Stated goal | Write out each line of the material again, word for word.

Records of labeled points
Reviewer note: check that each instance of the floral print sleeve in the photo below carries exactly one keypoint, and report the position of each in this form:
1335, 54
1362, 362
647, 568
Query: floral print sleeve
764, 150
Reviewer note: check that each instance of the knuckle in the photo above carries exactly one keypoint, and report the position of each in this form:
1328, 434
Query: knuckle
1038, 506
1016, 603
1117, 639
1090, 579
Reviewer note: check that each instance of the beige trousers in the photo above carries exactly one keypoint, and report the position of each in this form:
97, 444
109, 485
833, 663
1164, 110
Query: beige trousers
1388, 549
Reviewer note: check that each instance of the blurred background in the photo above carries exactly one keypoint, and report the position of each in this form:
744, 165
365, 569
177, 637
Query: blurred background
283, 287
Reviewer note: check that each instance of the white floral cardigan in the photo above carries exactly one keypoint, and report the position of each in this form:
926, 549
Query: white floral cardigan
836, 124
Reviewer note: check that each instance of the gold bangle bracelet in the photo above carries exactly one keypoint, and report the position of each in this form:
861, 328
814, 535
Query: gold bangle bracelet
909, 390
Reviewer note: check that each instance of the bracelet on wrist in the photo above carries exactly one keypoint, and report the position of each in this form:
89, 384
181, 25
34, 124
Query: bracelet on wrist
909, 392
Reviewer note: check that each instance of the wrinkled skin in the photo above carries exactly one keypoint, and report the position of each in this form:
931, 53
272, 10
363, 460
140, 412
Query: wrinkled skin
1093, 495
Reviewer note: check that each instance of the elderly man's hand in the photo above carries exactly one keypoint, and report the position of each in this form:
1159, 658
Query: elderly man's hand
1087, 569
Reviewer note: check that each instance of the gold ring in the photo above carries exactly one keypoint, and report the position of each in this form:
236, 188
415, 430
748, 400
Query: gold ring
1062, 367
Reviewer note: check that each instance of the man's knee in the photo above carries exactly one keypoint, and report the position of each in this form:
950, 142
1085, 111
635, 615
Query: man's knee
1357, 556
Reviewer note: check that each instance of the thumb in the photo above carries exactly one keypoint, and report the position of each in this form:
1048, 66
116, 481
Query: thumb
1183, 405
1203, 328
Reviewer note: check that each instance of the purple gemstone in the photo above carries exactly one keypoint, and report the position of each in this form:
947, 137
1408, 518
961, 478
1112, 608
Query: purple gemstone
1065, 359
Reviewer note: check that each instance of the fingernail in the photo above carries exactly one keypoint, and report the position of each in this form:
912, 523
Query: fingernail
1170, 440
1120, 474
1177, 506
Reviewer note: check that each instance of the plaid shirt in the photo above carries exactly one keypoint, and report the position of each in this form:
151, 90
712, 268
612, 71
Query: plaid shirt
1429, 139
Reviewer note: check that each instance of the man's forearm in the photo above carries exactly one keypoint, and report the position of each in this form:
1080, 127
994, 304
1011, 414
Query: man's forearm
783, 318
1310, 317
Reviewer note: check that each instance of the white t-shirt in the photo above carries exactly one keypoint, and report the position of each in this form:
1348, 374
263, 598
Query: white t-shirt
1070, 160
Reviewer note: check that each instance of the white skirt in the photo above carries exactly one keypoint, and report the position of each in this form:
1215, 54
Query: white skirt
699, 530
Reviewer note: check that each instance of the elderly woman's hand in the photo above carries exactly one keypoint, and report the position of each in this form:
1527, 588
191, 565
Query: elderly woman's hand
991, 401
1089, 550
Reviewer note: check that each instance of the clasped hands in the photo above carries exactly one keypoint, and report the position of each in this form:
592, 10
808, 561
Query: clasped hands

Expected answer |
Reviewer note: check that each instance of the floral print sleeve in the photo below carries exactly one keypoint, and report the position of each in this form:
1335, 54
1362, 362
647, 568
Query: floral print sleeve
764, 150
Reviewer note: check that each instance of the knuckle in the photo above carries exactly one keypoint, and report the position of each in this form:
1328, 434
Query: knuckle
1038, 506
1016, 603
1117, 639
1090, 579
Reviewer note: check that each instance of the beige trousers in the photo above carries exactly one keypoint, and report the position of each in this form:
97, 444
109, 485
833, 663
1164, 110
Query: beige trousers
1388, 549
Reviewer note: check that each instance of the blurred background in the photo above carries exactly one keypoint, and report the position of each in this form:
744, 165
365, 569
177, 637
Query: blurred background
283, 287
Reviewer note: check that each instance of the white floral cardigan in the photo above carries exactly one keypoint, and report the position of each in this form:
926, 549
Query: white floral cardigan
836, 124
Reviewer note: check that each instance of the gold bangle bracelet in the photo above carries exactly one keypoint, and report the position of each in this form:
861, 328
814, 535
Query: gold bangle bracelet
909, 390
Reviewer note: check that each instance of the bracelet on wrist in the photo above carries exactly one keypoint, and report the position of each in this form:
89, 384
181, 25
34, 124
Query: bracelet on wrist
909, 392
Reviewer note: check that each instance of the wrinkled skin in the photo above carries exactly one keypoint, and report the position of each in this form:
931, 53
272, 10
363, 460
140, 412
Query: wrinkled skin
1093, 495
Reviewer note: check that each instance of the elderly man's hand in the photo above carries exactly one keypoint, and report the position of each in this form:
1159, 658
Query: elderly man's hand
1087, 569
Reviewer note: check that each instance of the gold ring in the photo above carries exactly one keypoint, and report the position of each in this form:
236, 188
415, 430
748, 400
Query: gold ring
1062, 367
Reviewer note: check that each instance of the man's knee in the photo above carries exactly one keypoint, and report the position of each in this form:
950, 142
1085, 111
635, 615
Query: man's knee
1357, 556
Reviewer note: check that each instance of the thumb in the photo above carries exactly one keypoint, and report the position of each in this form:
1048, 66
116, 481
Query: thumb
1183, 405
1203, 328
Reviewer note: check that each instance of the purple gemstone in the photo above carries exactly one keypoint, and report the position of each in this form:
947, 137
1408, 518
961, 478
1112, 608
Query: purple gemstone
1065, 359
Reviewer note: check that each instance of the fingernail in the photo above carries exactly one keypoint, and report the position of each in this form:
912, 523
Query: fingernail
1170, 440
1120, 474
1177, 506
Reviewer note: check that each instance of the plaid shirt in the photo above carries exactly one keypoint, and report the position of each in this form:
151, 90
712, 268
612, 71
Query: plaid shirt
1429, 139
Reviewer note: check that each instance of the man's forearm in the photo above carries exactly one keypoint, and report the position of each in this form:
1080, 127
994, 304
1011, 414
Query: man's forearm
783, 318
1310, 317
Reviewer note: check that each instance of the white t-shirt in the photo above carries exactly one keypoint, and report the position of each in this form:
1348, 374
263, 598
Query: white t-shirt
1070, 160
Reviewer note: check that each instance of the white skirt in the photo above carries exactly one keypoint, and report the position of each in this form:
1215, 54
Query: white skirt
699, 530
Reviewer note: check that each instance of the elderly woman's hand in the photo above carries exactly one keypoint, and report the position of each in this form:
1527, 588
191, 565
Query: elderly woman's hand
991, 401
1089, 550
Reviewer note: check that each instance of the clasped hands in the photo above carries exactly one keypoint, and report the position of each in this form:
592, 10
808, 561
Query: clasped hands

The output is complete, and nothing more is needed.